**Recorded information:**
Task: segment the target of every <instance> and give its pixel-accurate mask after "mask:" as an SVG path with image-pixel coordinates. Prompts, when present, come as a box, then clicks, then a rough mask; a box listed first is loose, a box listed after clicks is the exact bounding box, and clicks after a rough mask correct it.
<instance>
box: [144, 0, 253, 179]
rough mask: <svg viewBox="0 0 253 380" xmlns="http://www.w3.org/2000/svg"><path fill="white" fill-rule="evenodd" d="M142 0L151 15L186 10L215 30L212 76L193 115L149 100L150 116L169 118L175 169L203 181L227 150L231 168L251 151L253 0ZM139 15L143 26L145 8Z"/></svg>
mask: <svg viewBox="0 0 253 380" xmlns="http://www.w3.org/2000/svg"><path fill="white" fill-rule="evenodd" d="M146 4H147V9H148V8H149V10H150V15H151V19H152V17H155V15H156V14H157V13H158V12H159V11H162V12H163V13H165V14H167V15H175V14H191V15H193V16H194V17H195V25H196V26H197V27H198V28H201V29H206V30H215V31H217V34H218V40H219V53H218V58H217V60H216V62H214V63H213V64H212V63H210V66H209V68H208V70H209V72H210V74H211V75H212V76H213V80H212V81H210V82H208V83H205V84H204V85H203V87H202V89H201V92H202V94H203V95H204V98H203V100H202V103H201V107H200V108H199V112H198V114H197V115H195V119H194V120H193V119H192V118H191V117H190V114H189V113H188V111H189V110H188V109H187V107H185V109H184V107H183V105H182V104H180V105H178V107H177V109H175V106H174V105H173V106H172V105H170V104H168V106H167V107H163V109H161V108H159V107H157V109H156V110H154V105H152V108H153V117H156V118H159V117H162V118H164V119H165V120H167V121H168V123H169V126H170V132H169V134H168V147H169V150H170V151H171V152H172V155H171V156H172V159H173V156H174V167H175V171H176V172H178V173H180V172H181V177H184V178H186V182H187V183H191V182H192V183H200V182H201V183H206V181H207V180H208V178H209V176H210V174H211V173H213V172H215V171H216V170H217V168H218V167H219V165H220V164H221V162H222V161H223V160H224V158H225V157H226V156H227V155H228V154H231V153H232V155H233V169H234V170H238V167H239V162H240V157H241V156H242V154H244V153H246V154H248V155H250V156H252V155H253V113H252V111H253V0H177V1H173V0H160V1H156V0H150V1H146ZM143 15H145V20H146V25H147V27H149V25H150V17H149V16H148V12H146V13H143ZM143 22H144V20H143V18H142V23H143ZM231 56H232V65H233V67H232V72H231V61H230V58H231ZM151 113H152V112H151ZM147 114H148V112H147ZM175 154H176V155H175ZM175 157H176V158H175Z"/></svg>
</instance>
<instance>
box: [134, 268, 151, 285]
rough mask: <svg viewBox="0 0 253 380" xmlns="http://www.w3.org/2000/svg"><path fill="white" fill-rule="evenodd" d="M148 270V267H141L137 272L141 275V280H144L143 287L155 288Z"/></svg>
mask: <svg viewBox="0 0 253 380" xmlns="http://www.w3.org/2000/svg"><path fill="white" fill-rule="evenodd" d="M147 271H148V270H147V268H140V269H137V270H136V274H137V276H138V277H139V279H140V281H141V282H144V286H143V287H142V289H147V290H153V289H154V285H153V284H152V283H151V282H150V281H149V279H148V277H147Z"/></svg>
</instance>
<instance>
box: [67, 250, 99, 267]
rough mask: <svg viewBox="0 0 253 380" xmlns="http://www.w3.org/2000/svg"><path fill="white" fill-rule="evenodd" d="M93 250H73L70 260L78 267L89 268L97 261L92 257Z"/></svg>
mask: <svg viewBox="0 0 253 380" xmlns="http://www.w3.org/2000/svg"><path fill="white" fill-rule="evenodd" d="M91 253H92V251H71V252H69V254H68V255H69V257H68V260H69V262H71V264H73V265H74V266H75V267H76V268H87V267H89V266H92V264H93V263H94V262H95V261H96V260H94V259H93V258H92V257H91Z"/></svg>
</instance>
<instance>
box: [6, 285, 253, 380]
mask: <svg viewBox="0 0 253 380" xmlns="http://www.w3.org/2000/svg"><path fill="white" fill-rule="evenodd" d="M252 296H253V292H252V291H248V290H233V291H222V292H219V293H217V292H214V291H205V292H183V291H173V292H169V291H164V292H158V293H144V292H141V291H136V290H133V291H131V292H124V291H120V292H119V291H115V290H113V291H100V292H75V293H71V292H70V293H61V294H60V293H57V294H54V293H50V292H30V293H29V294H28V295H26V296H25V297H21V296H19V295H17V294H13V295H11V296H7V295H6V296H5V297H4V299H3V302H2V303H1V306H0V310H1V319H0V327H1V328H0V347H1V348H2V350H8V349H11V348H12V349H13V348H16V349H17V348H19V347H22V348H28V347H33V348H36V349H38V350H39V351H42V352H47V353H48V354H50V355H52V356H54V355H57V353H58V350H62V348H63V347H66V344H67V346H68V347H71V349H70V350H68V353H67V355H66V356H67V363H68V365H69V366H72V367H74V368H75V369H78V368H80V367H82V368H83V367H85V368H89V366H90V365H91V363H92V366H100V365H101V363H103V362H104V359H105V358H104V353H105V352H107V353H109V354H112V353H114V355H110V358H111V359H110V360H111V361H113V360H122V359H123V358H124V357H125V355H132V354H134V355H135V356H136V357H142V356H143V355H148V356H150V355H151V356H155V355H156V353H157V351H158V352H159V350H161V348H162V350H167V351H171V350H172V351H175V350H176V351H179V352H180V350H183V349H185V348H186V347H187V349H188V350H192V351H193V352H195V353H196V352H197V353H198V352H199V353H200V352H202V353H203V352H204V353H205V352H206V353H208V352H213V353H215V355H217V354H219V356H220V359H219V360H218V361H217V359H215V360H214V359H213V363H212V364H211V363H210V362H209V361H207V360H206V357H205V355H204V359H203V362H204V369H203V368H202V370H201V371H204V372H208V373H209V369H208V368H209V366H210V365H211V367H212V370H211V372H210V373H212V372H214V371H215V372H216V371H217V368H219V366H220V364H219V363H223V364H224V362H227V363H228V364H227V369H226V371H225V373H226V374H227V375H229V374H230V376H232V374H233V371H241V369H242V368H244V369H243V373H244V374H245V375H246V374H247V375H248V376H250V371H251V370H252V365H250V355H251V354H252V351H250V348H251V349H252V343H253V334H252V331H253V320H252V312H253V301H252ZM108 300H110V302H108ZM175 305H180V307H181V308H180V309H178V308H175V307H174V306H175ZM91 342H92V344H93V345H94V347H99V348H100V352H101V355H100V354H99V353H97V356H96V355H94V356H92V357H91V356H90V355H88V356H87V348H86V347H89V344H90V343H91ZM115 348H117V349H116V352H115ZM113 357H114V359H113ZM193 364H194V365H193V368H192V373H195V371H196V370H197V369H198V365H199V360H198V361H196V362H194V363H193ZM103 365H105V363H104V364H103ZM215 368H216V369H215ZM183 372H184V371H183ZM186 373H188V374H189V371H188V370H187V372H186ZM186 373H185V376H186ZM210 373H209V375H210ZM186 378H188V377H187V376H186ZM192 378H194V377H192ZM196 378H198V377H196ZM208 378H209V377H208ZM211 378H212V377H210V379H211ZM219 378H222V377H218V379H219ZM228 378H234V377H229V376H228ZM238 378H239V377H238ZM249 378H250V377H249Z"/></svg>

**Task:**
Copy the entries word for word, from their first line up to and including the line that contains "0L151 15L186 10L215".

**Result:**
Task: segment the target of every <instance> and give its pixel-accurate mask after "mask:" as an SVG path with image-pixel coordinates. Prompts, when present, come as a box, then clicks, then a rough mask; a box listed first is loose, a box listed after clicks is the exact bounding box, and clicks after a rough mask correct it.
<instance>
box: [144, 0, 253, 179]
rough mask: <svg viewBox="0 0 253 380" xmlns="http://www.w3.org/2000/svg"><path fill="white" fill-rule="evenodd" d="M142 0L151 15L186 10L215 30L212 76L193 115L149 100L150 116L169 118L175 169L203 181L227 150L231 168L251 151L253 0ZM139 15L143 26L145 8Z"/></svg>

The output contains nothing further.